_Excerpt to read_.
By Stefan Sambol, Partner & Co-Founder and Toni Stork, Partner and CEO at OMMAX
The aggressive jump in inflation rates keenly felt here in the UK through the cost of living crisis, has unsurprisingly, delivered an enormous impact on the e-commerce industry. Spending has dropped and consumer confidence is at record-low levels while many e-commerce startups are struggling to drum up funding or even survive the current economic environment.
To balance the fall in revenues and low demand for their goods and services, ecommerce businesses must reprioritise their spending to ensure survival.
The good news is there are several measures ecommerce companies can take to stay afloat and continue attracting investors. These measures include: gaining brand awareness through omnichannel digital marketing, ensuring marketing efficiency through end-to-end analytics and optimising supply chains through inventory and active price management.
Regardless of circumstances, effective planning is key during a consumer squeeze, when every business needs to renew its strategy and reprioritise or minimise spending to survive this tough market.

_Provided material_.
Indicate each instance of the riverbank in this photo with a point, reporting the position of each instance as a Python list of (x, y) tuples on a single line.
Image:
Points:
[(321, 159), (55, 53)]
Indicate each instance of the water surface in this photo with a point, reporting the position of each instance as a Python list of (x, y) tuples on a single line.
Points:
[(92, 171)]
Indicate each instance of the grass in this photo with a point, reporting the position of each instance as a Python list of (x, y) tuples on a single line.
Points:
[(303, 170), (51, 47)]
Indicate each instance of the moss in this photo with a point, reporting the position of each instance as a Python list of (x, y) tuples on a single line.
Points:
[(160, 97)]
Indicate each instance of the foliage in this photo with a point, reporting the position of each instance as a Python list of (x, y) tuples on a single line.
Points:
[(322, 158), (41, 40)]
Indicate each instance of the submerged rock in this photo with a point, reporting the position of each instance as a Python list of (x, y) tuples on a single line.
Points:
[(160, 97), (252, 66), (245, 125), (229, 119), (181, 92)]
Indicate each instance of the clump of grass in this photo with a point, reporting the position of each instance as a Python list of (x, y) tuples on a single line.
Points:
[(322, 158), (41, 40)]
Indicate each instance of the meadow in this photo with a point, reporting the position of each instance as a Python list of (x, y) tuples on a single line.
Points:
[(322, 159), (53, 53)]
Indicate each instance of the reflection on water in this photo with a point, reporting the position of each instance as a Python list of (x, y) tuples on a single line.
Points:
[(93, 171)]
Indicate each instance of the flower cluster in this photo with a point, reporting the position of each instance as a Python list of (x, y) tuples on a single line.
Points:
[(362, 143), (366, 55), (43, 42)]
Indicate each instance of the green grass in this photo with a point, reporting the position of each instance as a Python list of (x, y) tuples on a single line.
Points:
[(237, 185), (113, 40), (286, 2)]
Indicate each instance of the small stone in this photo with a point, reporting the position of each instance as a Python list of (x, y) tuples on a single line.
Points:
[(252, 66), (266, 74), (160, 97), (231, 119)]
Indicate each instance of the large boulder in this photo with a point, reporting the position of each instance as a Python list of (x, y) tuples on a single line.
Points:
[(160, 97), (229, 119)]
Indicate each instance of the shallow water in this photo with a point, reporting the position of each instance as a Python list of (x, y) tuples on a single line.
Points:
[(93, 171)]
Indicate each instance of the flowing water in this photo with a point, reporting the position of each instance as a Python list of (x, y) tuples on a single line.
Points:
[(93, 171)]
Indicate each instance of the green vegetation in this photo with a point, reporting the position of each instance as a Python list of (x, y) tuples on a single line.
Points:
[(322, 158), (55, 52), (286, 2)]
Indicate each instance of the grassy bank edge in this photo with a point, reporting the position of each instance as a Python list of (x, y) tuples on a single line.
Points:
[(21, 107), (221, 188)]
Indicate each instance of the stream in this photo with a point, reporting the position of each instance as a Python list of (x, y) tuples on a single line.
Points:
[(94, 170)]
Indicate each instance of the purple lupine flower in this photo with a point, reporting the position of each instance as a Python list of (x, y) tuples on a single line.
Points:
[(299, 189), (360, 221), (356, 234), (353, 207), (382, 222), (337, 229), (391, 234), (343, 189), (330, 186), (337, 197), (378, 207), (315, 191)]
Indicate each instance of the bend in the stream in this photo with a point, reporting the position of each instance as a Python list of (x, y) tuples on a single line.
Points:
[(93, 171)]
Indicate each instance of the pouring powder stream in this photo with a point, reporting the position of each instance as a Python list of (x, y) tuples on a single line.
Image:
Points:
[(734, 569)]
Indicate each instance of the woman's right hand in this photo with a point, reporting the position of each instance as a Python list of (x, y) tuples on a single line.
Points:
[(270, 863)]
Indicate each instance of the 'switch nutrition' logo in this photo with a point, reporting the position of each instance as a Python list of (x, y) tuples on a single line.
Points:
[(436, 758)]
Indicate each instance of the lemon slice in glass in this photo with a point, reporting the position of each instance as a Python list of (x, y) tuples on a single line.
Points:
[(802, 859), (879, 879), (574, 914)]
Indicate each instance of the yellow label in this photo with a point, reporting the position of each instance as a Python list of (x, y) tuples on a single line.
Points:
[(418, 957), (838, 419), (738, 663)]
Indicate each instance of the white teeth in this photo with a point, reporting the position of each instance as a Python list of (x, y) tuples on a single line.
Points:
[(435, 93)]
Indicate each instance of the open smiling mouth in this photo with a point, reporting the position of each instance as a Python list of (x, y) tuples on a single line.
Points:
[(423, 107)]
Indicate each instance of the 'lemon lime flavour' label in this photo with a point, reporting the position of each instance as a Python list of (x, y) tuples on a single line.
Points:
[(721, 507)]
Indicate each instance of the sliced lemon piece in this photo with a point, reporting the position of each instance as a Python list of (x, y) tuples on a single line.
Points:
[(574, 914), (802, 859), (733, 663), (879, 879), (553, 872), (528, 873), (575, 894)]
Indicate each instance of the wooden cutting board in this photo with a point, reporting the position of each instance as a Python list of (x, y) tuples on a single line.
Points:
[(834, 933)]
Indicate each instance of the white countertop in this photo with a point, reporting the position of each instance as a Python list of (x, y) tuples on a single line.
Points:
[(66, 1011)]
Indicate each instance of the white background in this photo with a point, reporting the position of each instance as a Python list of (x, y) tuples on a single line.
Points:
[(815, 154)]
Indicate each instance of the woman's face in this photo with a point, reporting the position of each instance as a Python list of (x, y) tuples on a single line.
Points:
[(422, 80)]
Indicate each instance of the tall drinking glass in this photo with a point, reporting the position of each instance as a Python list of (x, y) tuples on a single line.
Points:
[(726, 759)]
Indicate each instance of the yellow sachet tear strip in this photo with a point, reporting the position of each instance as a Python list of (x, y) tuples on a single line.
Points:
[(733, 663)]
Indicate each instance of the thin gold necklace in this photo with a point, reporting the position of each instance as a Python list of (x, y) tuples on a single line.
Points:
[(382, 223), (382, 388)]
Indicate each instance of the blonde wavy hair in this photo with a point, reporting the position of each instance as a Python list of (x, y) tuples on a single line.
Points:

_Activity_.
Reproduce, word for word, the part of the article on e-commerce and inflation running from "The good news" up to and including "this tough market.".

_Answer to the exercise_.
The good news is there are several measures ecommerce companies can take to stay afloat and continue attracting investors. These measures include: gaining brand awareness through omnichannel digital marketing, ensuring marketing efficiency through end-to-end analytics and optimising supply chains through inventory and active price management.
Regardless of circumstances, effective planning is key during a consumer squeeze, when every business needs to renew its strategy and reprioritise or minimise spending to survive this tough market.